(Listing of named objects and their points)
━━━━━━━━
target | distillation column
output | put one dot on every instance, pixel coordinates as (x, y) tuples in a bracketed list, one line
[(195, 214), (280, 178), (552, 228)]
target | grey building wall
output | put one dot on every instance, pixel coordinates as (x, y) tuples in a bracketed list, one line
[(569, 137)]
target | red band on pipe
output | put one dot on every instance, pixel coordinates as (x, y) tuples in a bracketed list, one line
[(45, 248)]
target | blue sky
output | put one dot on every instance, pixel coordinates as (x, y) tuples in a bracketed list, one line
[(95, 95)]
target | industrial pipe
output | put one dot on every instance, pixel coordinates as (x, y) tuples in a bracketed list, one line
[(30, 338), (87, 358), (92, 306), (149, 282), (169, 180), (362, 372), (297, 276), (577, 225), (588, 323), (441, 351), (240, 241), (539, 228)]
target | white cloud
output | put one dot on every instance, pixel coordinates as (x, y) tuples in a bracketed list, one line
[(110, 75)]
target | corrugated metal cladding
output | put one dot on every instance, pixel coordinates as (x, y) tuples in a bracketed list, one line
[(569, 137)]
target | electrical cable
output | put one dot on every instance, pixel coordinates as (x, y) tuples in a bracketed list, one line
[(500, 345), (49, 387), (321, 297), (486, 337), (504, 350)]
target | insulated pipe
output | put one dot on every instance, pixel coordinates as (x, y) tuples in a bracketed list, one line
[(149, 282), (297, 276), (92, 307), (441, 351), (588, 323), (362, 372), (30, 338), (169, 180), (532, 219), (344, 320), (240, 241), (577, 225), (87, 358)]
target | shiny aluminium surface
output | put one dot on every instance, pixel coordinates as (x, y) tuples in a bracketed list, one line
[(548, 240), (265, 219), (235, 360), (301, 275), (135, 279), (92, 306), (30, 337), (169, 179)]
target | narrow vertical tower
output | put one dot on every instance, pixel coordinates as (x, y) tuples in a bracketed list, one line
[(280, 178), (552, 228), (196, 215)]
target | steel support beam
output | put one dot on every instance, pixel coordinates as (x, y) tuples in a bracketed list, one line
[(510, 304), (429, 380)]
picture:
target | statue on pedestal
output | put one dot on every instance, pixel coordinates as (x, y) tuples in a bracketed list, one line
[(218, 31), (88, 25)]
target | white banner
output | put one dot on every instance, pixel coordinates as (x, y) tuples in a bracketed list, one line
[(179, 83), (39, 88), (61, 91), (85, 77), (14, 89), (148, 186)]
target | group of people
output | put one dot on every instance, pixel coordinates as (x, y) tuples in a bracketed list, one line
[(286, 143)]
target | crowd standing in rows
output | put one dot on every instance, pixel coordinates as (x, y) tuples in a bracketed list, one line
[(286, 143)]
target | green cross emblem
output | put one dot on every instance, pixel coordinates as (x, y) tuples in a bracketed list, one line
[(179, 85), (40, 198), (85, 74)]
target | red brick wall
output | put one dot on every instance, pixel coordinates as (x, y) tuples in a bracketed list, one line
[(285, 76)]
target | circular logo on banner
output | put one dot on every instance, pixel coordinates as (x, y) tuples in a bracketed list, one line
━━━━━━━━
_Instructions for the task_.
Output every line of the listing above as a numbered list, skipping any blank lines.

_Correct answer_.
1. target | distillation column
2. output | put one dot on every instance, pixel coordinates as (x, y) tuples in a bracketed list, one line
3. [(195, 214), (280, 178), (552, 228)]
4. target | grey building wall
5. output | put one dot on every instance, pixel coordinates as (x, y) tuples in a bracketed list, one line
6. [(569, 137)]
7. target | red band on pipe
8. output | put one dot on every instance, pixel coordinates as (x, y) tuples in a bracketed list, one line
9. [(45, 248)]
10. target | blue sky
11. output | put one dot on every instance, pixel coordinates as (x, y) tuples in a bracketed list, one line
12. [(95, 95)]
13. target | industrial pipe
14. output | put one dot on every instance, pixel coordinates as (x, y) tuples in a bracketed list, one line
15. [(30, 338), (87, 358), (92, 306), (149, 282), (169, 180), (362, 372), (297, 276), (577, 225), (588, 323), (441, 351), (240, 241), (539, 228)]
16. target | white cloud
17. output | put one dot on every instance, pixel coordinates as (x, y) tuples in a bracketed list, one line
18. [(110, 75)]
19. target | corrugated metal cladding
20. output | put one dot on every instance, pixel coordinates as (x, y) tuples in a bracketed list, one line
21. [(569, 137)]
22. target | electrical cable
23. output | put one dot on every instance, pixel coordinates as (x, y) tuples in a bracketed list, one line
24. [(500, 345), (49, 387), (321, 297), (486, 337), (504, 350)]
25. target | insulated pipe
26. output | put one dot on every instance, pixel coordinates as (x, y) tuples in a bracketed list, one line
27. [(149, 282), (297, 276), (92, 307), (441, 351), (588, 323), (362, 372), (30, 338), (169, 180), (532, 219), (344, 320), (240, 241), (577, 225), (87, 358)]
28. target | shiny aluminium surface
29. output | put one dot on every instance, pixel coordinates as (x, y) tuples in a bracketed list, one line
30. [(548, 240), (265, 219), (235, 360), (301, 275), (135, 279), (92, 306), (30, 337), (169, 179)]
31. target | narrow vertical tower
32. output | put one dot on every instance, pixel coordinates as (x, y) tuples in a bracketed list, one line
33. [(280, 178), (552, 228), (196, 215)]
34. target | steel support beam
35. output | put one dot on every instance, pixel coordinates as (x, y) tuples in a bracketed list, one line
36. [(510, 304), (429, 380)]
37. picture:
38. target | statue on pedestal
39. output | put one dot on every instance, pixel coordinates as (x, y) tuples in a bracketed list, one line
40. [(218, 31), (88, 25)]
41. target | white banner
42. output | put one dot on every instance, pixel coordinates as (x, y) tuples in a bracketed list, one line
43. [(179, 83), (39, 88), (61, 91), (85, 77), (14, 89), (148, 186)]
44. target | group of people
45. output | put one dot on every instance, pixel coordinates as (x, y) tuples in a bracketed list, one line
46. [(286, 143)]
47. target | crowd standing in rows
48. output | put one dot on every instance, pixel coordinates as (x, y) tuples in a bracketed list, one line
49. [(286, 143)]
50. target | green cross emblem
51. output | put one dot on every instance, pixel coordinates as (x, y) tuples in a bracketed list, one line
52. [(179, 85), (40, 198), (85, 74)]
53. target | red brick wall
54. output | put one dot on every instance, pixel coordinates as (x, y) tuples in a bracketed list, one line
55. [(285, 76)]
56. target | circular logo on banner
57. output | put one dot on every instance, pixel coordinates as (x, y) tuples in a bracketed list, one line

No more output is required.